Timeout in csv_reader_fuzzer |
||||||
Issue descriptionDetailed report: https://clusterfuzz.com/testcase?key=6269331968884736 Fuzzer: libFuzzer_csv_reader_fuzzer Fuzz target binary: csv_reader_fuzzer Job Type: libfuzzer_chrome_asan_debug Platform Id: linux Crash Type: Timeout (exceeds 25 secs) Crash Address: Crash State: csv_reader_fuzzer Sanitizer: address (ASAN) Regressed: https://clusterfuzz.com/revisions?job=libfuzzer_chrome_asan_debug&range=622020:622025 Reproducer Testcase: https://clusterfuzz.com/download?testcase_id=6269331968884736 Issue filed automatically. See https://github.com/google/clusterfuzz-tools for instructions to reproduce this bug locally.

## [Data excerpts]

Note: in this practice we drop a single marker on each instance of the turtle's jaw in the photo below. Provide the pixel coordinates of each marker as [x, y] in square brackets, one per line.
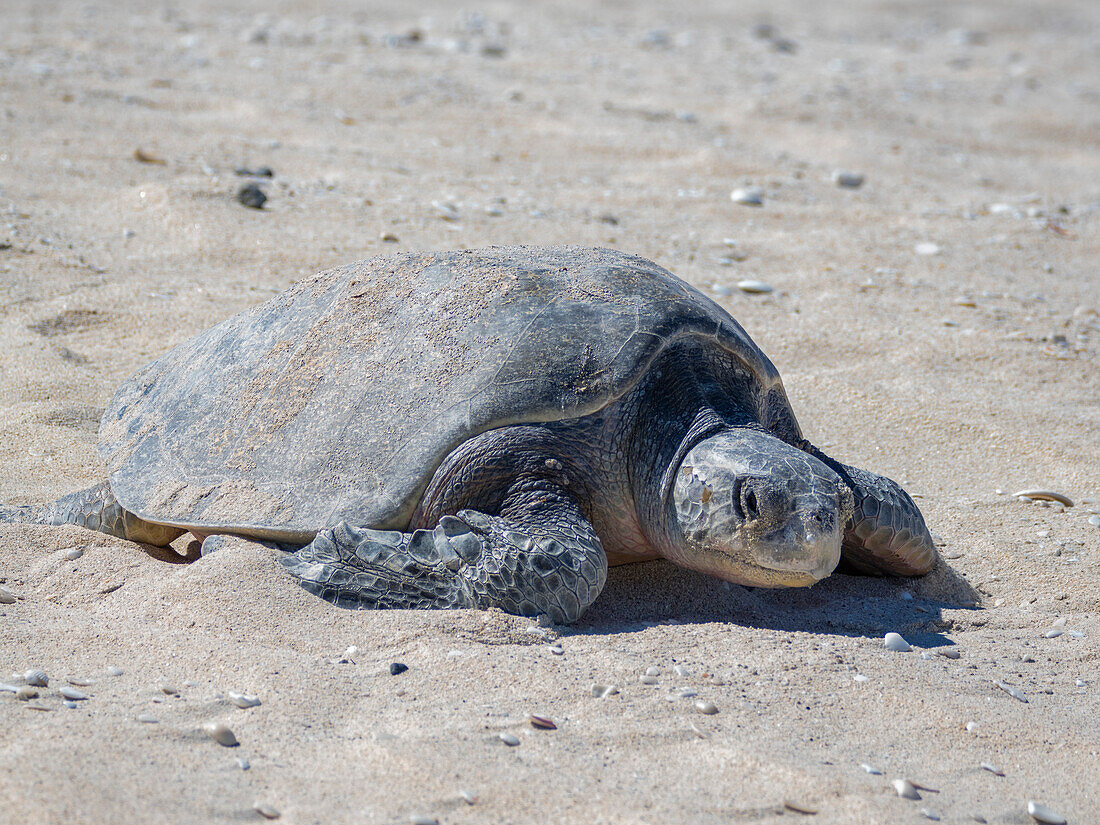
[755, 510]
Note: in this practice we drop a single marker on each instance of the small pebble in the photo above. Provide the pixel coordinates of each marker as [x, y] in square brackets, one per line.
[754, 287]
[905, 789]
[1014, 692]
[848, 179]
[251, 196]
[1044, 814]
[243, 700]
[747, 196]
[220, 733]
[895, 642]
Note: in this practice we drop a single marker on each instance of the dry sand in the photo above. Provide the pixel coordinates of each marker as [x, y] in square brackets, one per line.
[624, 124]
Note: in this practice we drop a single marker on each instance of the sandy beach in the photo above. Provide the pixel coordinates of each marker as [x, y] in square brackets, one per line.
[936, 321]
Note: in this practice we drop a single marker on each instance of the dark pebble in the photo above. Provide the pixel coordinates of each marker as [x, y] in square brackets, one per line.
[251, 195]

## [Tasks to complete]
(a) Give back, word for word, the part of the csv_reader_fuzzer timeout report that opens with the words containing "Timeout in csv_reader_fuzzer" and closes with "this bug locally.".
(b) Carry the csv_reader_fuzzer timeout report further, picking up after its last sentence.

## [Task answers]
(a)
Timeout in csv_reader_fuzzer |
||||||
Issue descriptionDetailed report: https://clusterfuzz.com/testcase?key=6269331968884736 Fuzzer: libFuzzer_csv_reader_fuzzer Fuzz target binary: csv_reader_fuzzer Job Type: libfuzzer_chrome_asan_debug Platform Id: linux Crash Type: Timeout (exceeds 25 secs) Crash Address: Crash State: csv_reader_fuzzer Sanitizer: address (ASAN) Regressed: https://clusterfuzz.com/revisions?job=libfuzzer_chrome_asan_debug&range=622020:622025 Reproducer Testcase: https://clusterfuzz.com/download?testcase_id=6269331968884736 Issue filed automatically. See https://github.com/google/clusterfuzz-tools for instructions to reproduce this bug locally.

(b)
,
Jan 13
Automatically assigning owner based on suspected regression changelist https://chromium.googlesource.com/external/github.com/google/re2/+/5fc41bc658e23019b90f13a9aedc6c9d7704384c (Simplify SparseArray<> significantly.). If this is incorrect, please let us know why and apply the Test-Predator-Wrong-CLs label. If you aren't the correct owner for this issue, please unassign yourself as soon as possible so it can be re-triaged.
,
Jan 13
components/password_manager/core/browser/import/csv_reader.cc which is run inside the fuzzed code does indeed use RE2 to parse. I am looking whether I can reproduce the slow-down and get rid of it by a local revert of the CL pointed out in #2.
,
Jan 13
The stack trace does indict RE2, but I don't expect that my deleting a bunch of code from SparseArray<> is really to blame. Still, there might be something subtle. For example, max_size() becoming more complex might have increased the cost of the assertions too much.
,
Jan 13
The minimised testcase is 940 KB. The unminimized testcase is 1023 KB. Ouch! How big does a testcase really need to be? BTW, if PasswordCSVReader::DeserializePasswords() took a base::StringPiece, then you wouldn't need to copy the input into a std::string.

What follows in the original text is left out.